__What you will do__.
Present every line of the data below as a Markdown table with two columns, n for the row number and Line for the line itself. Omit any blank lines.

(Pointing entries for named objects)
━━━━━━━━━━━━━━━━━━━━━━━━━━━━━━
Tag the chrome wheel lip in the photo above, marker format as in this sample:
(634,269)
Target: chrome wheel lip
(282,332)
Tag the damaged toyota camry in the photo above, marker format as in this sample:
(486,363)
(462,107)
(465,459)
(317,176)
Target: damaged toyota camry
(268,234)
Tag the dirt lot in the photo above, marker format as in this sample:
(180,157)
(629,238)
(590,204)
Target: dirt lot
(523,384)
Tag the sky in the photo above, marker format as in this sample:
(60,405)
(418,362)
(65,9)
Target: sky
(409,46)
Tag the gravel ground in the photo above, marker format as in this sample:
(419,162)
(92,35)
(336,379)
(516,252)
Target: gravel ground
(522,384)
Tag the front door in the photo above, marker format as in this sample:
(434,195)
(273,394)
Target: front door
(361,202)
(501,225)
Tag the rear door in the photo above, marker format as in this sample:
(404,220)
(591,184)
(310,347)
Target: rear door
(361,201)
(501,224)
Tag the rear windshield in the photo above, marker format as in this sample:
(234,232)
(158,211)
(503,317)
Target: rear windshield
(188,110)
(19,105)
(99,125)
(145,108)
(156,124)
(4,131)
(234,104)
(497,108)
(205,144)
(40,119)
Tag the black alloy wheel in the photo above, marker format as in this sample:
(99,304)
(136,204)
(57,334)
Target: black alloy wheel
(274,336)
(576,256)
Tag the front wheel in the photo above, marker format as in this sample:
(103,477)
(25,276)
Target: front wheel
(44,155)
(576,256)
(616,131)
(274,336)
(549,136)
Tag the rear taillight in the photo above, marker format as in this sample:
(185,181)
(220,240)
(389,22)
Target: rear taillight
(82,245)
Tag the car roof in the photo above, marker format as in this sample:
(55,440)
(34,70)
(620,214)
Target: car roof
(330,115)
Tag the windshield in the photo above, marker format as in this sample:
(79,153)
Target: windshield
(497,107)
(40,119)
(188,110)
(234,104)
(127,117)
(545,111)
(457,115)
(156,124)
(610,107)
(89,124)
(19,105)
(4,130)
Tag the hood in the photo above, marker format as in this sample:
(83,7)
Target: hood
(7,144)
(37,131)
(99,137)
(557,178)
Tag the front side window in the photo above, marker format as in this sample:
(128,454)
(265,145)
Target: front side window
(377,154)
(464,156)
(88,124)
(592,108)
━━━━━━━━━━━━━━━━━━━━━━━━━━━━━━
__Written reply__.
| n | Line |
|---|---|
| 1 | Tag the chrome wheel lip in the photo above, marker format as in this sample: |
| 2 | (634,269) |
| 3 | Target: chrome wheel lip |
| 4 | (282,332) |
| 5 | Tag the damaged toyota camry in the photo above, marker format as in this sample: |
| 6 | (486,363) |
| 7 | (462,107) |
| 8 | (465,459) |
| 9 | (317,176) |
| 10 | Target: damaged toyota camry |
| 11 | (268,234) |
| 12 | Tag the dirt lot in the photo above, marker format as in this sample: |
| 13 | (180,157) |
| 14 | (629,238) |
| 15 | (590,204) |
| 16 | Target: dirt lot |
| 17 | (523,384) |
| 18 | Tag the sky in the photo above, marker format as in this sample: |
| 19 | (60,405) |
| 20 | (418,362) |
| 21 | (65,9) |
| 22 | Target: sky |
| 23 | (409,46) |
| 24 | Tag the gravel ground in the photo above, marker format as in this sample: |
| 25 | (419,162) |
| 26 | (92,35) |
| 27 | (336,379) |
| 28 | (516,252) |
| 29 | Target: gravel ground |
| 30 | (522,384) |
| 31 | Tag the front door in the photo above, marker format as in this sample: |
| 32 | (434,195) |
| 33 | (273,394) |
| 34 | Target: front door |
| 35 | (361,202) |
| 36 | (501,225) |
| 37 | Tag the rear door in the photo above, marker format as in this sample: |
| 38 | (404,220) |
| 39 | (591,184) |
| 40 | (310,347) |
| 41 | Target: rear door |
| 42 | (361,201) |
| 43 | (501,224) |
| 44 | Tag the rear windshield in the photo above, marker format as in this sample: |
| 45 | (234,232) |
| 46 | (158,211) |
| 47 | (503,317) |
| 48 | Target: rear windshield |
| 49 | (188,110) |
| 50 | (19,105) |
| 51 | (99,125) |
| 52 | (145,108) |
| 53 | (156,124) |
| 54 | (4,131) |
| 55 | (234,104) |
| 56 | (497,108) |
| 57 | (205,144) |
| 58 | (40,119) |
| 59 | Tag the black alloy wheel in the photo above, marker format as in this sample: |
| 60 | (99,304) |
| 61 | (136,204) |
| 62 | (57,334) |
| 63 | Target: black alloy wheel |
| 64 | (274,336) |
| 65 | (576,256) |
| 66 | Tag the front wheel in the photo above, marker format as in this sample: |
| 67 | (103,477) |
| 68 | (25,276) |
| 69 | Target: front wheel |
| 70 | (44,155) |
| 71 | (576,256) |
| 72 | (616,131) |
| 73 | (274,336) |
| 74 | (549,136) |
| 75 | Tag the rear taillight in the photo above, marker format as in this sample: |
| 76 | (185,181) |
| 77 | (220,240) |
| 78 | (389,22) |
| 79 | Target: rear taillight |
| 80 | (82,245) |
| 81 | Tag the car roof in the photo above, marker format as in this sample: |
| 82 | (55,440) |
| 83 | (34,70) |
| 84 | (620,214) |
| 85 | Target: car roof |
| 86 | (330,115) |
| 87 | Tag the windshield in the photo above, marker format as in this sample: |
| 88 | (79,153) |
| 89 | Target: windshield |
| 90 | (497,107) |
| 91 | (40,119) |
| 92 | (188,110) |
| 93 | (234,104) |
| 94 | (127,117) |
| 95 | (545,111) |
| 96 | (457,115) |
| 97 | (156,124) |
| 98 | (610,107) |
| 99 | (89,124) |
| 100 | (19,105) |
| 101 | (4,130) |
| 102 | Tag the hood in the photo above, marker format as in this sample: |
| 103 | (83,7) |
| 104 | Target: hood |
| 105 | (7,144) |
| 106 | (37,131) |
| 107 | (99,137) |
| 108 | (557,178) |
| 109 | Tag the front side window in the photo above, marker format as in this sample: |
| 110 | (128,454) |
| 111 | (265,145) |
| 112 | Target: front side window |
| 113 | (377,154) |
| 114 | (464,156) |
| 115 | (88,124) |
| 116 | (592,108) |